PAGE EXCERPT:

■ ■ ■ ■ ■ ■ ■

Letter from the editor: The Bigger Picture

Letter+from+the+editor%3A+The+Bigger+Picture

Michael Pearce, Editor-in-Chief

I’m incredibly grateful to be writing this letter right now.

This campus has been an important place in my life since 2017, when a (much skinnier) me stepped into college with some idea where I was going — but, at the same time, no clue where I was going.

Luckily, I had the first step down. I moved into my Oak View Hall room with my best friend since eighth grade, Brendan Triola, and I set out to join the campus newspaper.

Meek little me took his time joining the paper, but once I did, I knew I was going to work here until I graduated. I’m full of excitement and joy because I get to be this newspaper’s editor-in-chief (EIC).

I just want to thank my dad, casually known as Big Mike, for instilling in me the values and work ethic that I needed to achieve anything I’ve ever wanted. I’d be nowhere without his constant love and support.

Enough about me — let’s talk about the people who really matter.

This campus has shown me nothing but opportunity since I arrived, and I intend to pay it back with quality, honest and fair journalism. There will be no shortage of news this academic year — there’s a pandemic and an election to worry about — and I intend on doing my best to make sure that students, faculty and families are updated constantly.

Oakland University is a very special place, with no shortage of special, gifted people. I have gained so much from being here, and I know countless others who have as well. However, it is not without its flaws. As big of a Golden Grizzlies fanboy as I am, I know there are always going to be negative aspects.

■ ■ ■ ■ ■ ■ ■

SOURCE DATA:

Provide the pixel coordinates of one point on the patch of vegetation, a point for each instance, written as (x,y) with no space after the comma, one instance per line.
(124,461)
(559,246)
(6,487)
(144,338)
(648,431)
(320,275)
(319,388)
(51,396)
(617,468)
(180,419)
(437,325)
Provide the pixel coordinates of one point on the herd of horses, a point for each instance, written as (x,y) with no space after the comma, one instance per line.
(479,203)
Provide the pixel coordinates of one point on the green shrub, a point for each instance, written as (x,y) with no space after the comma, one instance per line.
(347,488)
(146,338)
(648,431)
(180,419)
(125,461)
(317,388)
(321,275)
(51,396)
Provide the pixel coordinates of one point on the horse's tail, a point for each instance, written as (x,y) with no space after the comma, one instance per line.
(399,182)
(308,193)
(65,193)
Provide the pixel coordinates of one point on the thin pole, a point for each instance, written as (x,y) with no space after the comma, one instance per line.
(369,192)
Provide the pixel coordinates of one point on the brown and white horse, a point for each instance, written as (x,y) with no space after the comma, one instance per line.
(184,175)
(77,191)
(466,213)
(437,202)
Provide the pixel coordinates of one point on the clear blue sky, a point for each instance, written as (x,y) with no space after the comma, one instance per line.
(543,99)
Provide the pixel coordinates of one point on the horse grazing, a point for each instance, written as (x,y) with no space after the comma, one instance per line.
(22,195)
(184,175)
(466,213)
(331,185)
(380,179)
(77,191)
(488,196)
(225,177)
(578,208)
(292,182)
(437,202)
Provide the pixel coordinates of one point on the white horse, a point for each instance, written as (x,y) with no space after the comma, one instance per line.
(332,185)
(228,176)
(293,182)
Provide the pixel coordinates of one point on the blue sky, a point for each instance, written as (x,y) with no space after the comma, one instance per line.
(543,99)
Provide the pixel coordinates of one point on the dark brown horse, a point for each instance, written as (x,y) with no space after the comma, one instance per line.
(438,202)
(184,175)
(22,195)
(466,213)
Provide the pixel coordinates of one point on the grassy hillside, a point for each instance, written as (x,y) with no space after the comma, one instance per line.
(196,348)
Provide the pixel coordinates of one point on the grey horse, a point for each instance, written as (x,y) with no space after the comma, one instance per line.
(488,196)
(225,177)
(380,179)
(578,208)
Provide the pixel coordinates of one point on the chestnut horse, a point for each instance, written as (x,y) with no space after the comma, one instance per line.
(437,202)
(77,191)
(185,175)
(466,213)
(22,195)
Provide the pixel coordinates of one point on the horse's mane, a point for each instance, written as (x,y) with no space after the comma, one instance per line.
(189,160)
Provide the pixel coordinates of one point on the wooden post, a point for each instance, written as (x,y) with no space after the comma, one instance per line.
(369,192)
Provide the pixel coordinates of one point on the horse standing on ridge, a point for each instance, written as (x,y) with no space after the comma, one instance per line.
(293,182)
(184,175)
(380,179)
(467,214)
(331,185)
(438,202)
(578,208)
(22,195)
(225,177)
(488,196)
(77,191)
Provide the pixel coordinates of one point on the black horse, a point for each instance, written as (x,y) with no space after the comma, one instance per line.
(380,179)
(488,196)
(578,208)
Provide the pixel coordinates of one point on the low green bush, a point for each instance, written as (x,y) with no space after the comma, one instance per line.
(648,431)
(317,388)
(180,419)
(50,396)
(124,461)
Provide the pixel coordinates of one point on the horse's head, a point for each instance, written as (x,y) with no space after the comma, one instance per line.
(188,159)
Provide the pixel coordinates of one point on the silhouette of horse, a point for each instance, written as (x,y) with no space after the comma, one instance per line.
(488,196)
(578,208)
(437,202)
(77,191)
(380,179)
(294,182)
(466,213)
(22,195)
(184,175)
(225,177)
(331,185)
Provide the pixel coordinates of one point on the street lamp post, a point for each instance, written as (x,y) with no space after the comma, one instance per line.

■ ■ ■ ■ ■ ■ ■

EXPLORE THE MATERIAL:
a – Extract the passage from the editor's letter that begins at the words "Letter from the" and ends after the words "I was going.".
b – For each statement, say yes or no depending on whether the editor's letter agrees with it, and quote the words of the letter that decide it: (i) The writer moved into Oak View Hall with his best friend since eighth grade. (ii) The writer joined the campus newspaper right away. (iii) The writer considers Oakland University free of flaws.
c – Carry on the editor's letter from its final sentence.
The lines above are separate material and have nothing to do with the editor's letter.

ANSWERS TO THE EXERCISE:
a –
Letter from the editor: The Bigger Picture

Letter+from+the+editor%3A+The+Bigger+Picture

Michael Pearce, Editor-in-Chief

I’m incredibly grateful to be writing this letter right now.

This campus has been an important place in my life since 2017, when a (much skinnier) me stepped into college with some idea where I was going — but, at the same time, no clue where I was going.

b –
(i) Yes: "I moved into my Oak View Hall room with my best friend since eighth grade, Brendan Triola"
(ii) No: "Meek little me took his time joining the paper"
(iii) No: "However, it is not without its flaws."

c –
That’s where fairness comes in — the most important thing this newspaper can do is be the voice of the student body. The university is nothing without them, and they need representation now more than ever.

COVID-19 has been merciless in The United States. This country has been hit incredibly hard by the virus, and OU is not immune. There will be complications, there will be unpopular decisions and because of that — there will be news.

There will be news about the ever-evolving tension revolving around race and police violence as well — Oakland has a vast community of people who look different than I do, and I intend to cover them with care and honesty.

This staff is made up of a lot of hard-working, kind, caring people who care about their work, journalism and this campus. I have the utmost faith in them to deliver the content people need. I’m incredibly happy not only to be EIC, but to also have such a talented managing editor, Emily Morris, who easily could have had this job instead of me. She won’t get all of the credit, but she does just as much work as I do.

As the EIC, any mistakes this staff makes fall on my shoulders. So, that’s where you come in. Tell me if I’m dropping the ball. Be nice though, I’m fragile.

My personal email is on the inside cover of the newspaper. We will make mistakes. We won’t be perfect, no one is. Feel free to correct us. Let me know if there’s a group or campus community that isn’t being represented enough. As a journalist I strive for balance, so feel free to blow up my inbox — it’s already is a disaster.

Above all else, I want this newspaper to be something that makes a difference on this campus. A strong campus newspaper can improve a campus dramatically. Many campus newspapers across the country make big waves in times of crisis and affect change that is felt for years to come.

If we, as a team, can make even a ripple of change in the vast campus community, I’ll consider my time as EIC a success.

My greatest wish from this job has nothing to do with where it might take me or how it might look on a resume. When I walk (or drive) up to the stage to receive my diploma, I want to feel like I made a difference. I want the student body to think I’ve done a good job representing them through our work at the newspaper.